> _EXERCISE_: Lay out the lines of the rows below as a Markdown table with two columns, Nr and Line. Put a running number in Nr and the line itself in Line, and leave out blank lines. Begin at the line that contains "the car windshield" and go through the last line of the rows, including both.

> _GIVEN ENTRIES_:

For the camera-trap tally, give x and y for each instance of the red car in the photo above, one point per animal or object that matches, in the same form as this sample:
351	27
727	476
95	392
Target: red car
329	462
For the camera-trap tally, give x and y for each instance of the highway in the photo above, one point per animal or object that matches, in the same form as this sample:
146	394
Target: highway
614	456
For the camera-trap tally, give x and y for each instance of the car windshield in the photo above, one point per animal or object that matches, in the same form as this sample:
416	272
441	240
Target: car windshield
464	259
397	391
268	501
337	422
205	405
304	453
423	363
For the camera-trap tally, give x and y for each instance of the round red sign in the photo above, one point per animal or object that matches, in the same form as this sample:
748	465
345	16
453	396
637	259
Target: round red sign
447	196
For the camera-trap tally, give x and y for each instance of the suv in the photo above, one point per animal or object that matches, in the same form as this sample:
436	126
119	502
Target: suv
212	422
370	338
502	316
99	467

> _FINISHED ANSWER_:
| Nr | Line |
|---|---|
| 1 | For the camera-trap tally, give x and y for each instance of the car windshield in the photo above, one point per animal or object that matches, in the same form as this sample: |
| 2 | 416	272 |
| 3 | 441	240 |
| 4 | Target: car windshield |
| 5 | 464	259 |
| 6 | 397	391 |
| 7 | 268	501 |
| 8 | 337	422 |
| 9 | 205	405 |
| 10 | 304	453 |
| 11 | 423	363 |
| 12 | For the camera-trap tally, give x and y for each instance of the round red sign in the photo above, one point per animal or object that matches, in the same form as this sample: |
| 13 | 748	465 |
| 14 | 345	16 |
| 15 | 453	396 |
| 16 | 637	259 |
| 17 | Target: round red sign |
| 18 | 447	196 |
| 19 | For the camera-trap tally, give x and y for each instance of the suv in the photo above, one point per animal or object that matches, in the same form as this sample: |
| 20 | 436	126 |
| 21 | 119	502 |
| 22 | Target: suv |
| 23 | 212	422 |
| 24 | 370	338 |
| 25 | 502	316 |
| 26 | 99	467 |